● **TASK PROMPT**: Turn the items below into a Markdown table with the columns Row and Text, starting at the line that contains "of the brick" and ending at the line that contains "point(388, 160)". Give each line its own numbered row and skip any blank lines.

╔══

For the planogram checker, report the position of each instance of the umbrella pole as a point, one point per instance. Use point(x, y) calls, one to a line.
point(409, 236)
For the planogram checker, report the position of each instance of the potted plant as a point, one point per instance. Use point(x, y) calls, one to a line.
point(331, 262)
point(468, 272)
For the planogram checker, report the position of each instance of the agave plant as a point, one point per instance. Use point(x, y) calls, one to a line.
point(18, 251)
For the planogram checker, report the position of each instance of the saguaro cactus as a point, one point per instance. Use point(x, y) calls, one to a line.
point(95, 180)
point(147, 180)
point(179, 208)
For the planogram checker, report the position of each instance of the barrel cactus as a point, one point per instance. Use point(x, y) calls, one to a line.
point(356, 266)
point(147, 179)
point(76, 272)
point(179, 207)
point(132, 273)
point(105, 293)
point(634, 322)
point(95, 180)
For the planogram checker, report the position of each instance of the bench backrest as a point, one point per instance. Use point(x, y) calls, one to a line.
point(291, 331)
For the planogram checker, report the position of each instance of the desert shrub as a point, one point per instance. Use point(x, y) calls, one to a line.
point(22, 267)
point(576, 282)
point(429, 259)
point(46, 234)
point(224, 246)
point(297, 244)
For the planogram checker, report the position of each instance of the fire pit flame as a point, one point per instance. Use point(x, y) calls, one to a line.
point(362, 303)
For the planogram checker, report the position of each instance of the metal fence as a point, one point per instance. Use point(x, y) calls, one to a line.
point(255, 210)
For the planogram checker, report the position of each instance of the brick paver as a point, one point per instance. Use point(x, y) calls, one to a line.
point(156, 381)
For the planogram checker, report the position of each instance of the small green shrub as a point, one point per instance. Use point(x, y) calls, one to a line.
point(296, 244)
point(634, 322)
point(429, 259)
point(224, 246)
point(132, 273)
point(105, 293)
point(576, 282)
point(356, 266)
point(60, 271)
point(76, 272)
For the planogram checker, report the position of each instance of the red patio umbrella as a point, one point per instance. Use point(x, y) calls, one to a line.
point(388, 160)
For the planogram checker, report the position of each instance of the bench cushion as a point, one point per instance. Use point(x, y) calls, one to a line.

╚══

● **WRITTEN ANSWER**:
| Row | Text |
|---|---|
| 1 | For the planogram checker, report the position of each instance of the brick paver as a point, one point per instance. Use point(x, y) calls, one to a line. |
| 2 | point(156, 381) |
| 3 | For the planogram checker, report the position of each instance of the small green shrub as a point, one point per instance. Use point(x, y) calls, one to a line. |
| 4 | point(296, 244) |
| 5 | point(634, 322) |
| 6 | point(429, 259) |
| 7 | point(224, 246) |
| 8 | point(132, 273) |
| 9 | point(105, 293) |
| 10 | point(576, 282) |
| 11 | point(356, 266) |
| 12 | point(60, 271) |
| 13 | point(76, 272) |
| 14 | For the planogram checker, report the position of each instance of the red patio umbrella as a point, one point per instance. Use point(x, y) calls, one to a line. |
| 15 | point(388, 160) |